--- BEGIN Working data ---

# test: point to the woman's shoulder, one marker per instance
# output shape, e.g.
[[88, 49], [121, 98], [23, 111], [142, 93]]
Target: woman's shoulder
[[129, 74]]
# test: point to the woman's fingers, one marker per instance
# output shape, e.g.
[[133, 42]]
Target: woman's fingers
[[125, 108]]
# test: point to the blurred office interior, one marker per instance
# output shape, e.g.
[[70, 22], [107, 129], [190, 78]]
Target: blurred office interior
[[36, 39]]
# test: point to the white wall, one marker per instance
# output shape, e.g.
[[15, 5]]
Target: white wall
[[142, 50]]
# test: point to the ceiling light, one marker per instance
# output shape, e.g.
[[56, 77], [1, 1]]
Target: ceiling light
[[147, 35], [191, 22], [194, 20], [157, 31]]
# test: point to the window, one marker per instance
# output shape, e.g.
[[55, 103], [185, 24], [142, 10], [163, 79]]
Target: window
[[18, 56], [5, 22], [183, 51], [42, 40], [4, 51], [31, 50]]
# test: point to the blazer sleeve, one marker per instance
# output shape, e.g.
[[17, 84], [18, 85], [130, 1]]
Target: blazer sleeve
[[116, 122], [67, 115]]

--- END Working data ---
--- BEGIN Working data ---

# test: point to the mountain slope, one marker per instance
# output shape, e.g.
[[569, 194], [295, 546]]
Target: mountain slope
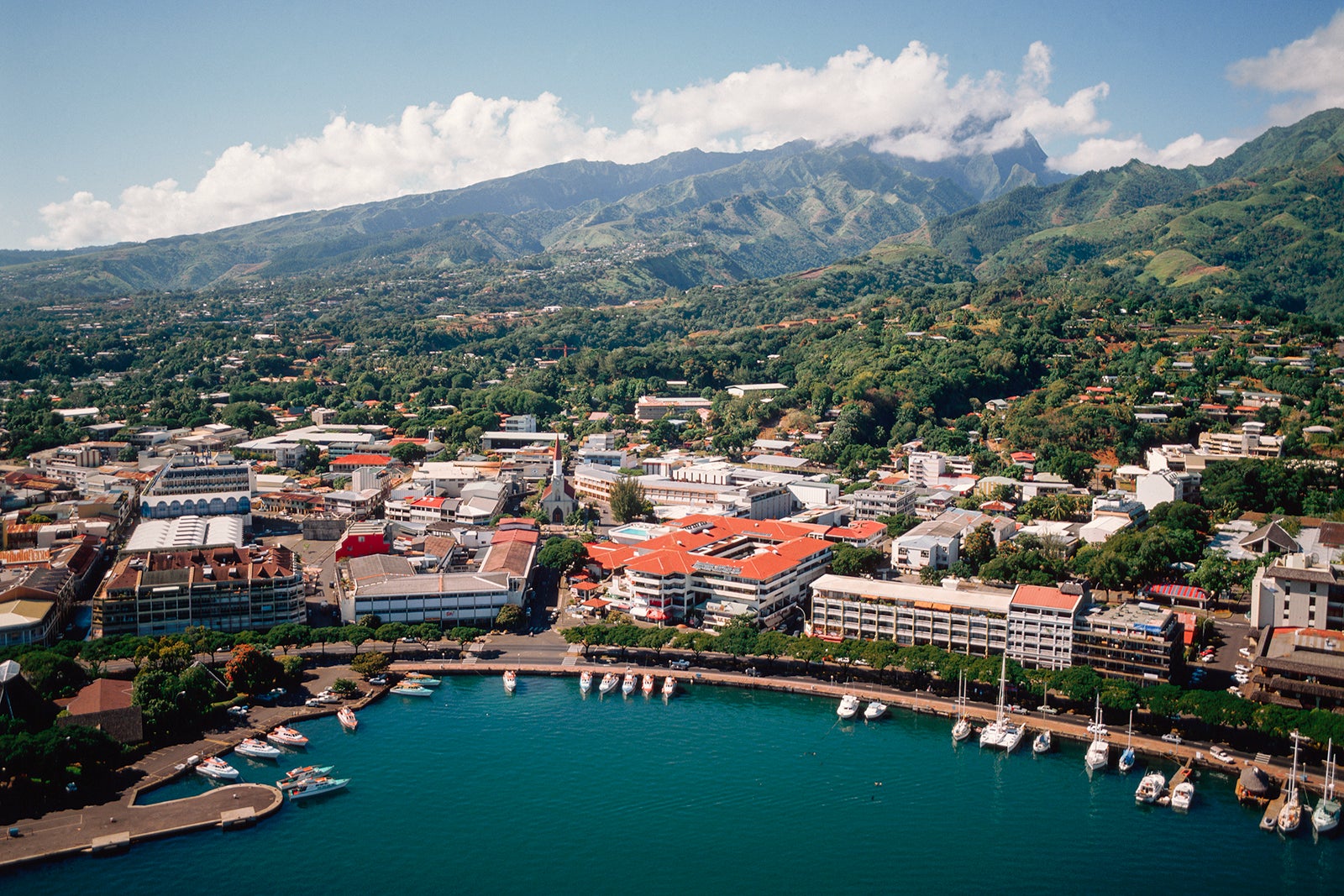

--- END Working data ---

[Short exercise]: Please give everything from the line containing "# test: point to the blurred" down to the line containing "[[142, 50]]" again, substituting "beige" for "white" and leaving all else unchanged.

[Reply]:
# test: point to the blurred office interior, one marker per instance
# output shape, e.g.
[[70, 22], [107, 129], [190, 78]]
Target: blurred office interior
[[36, 39]]
# test: point to the beige wall, one marker per instance
# output shape, e.g.
[[15, 5]]
Target: beige wall
[[142, 50]]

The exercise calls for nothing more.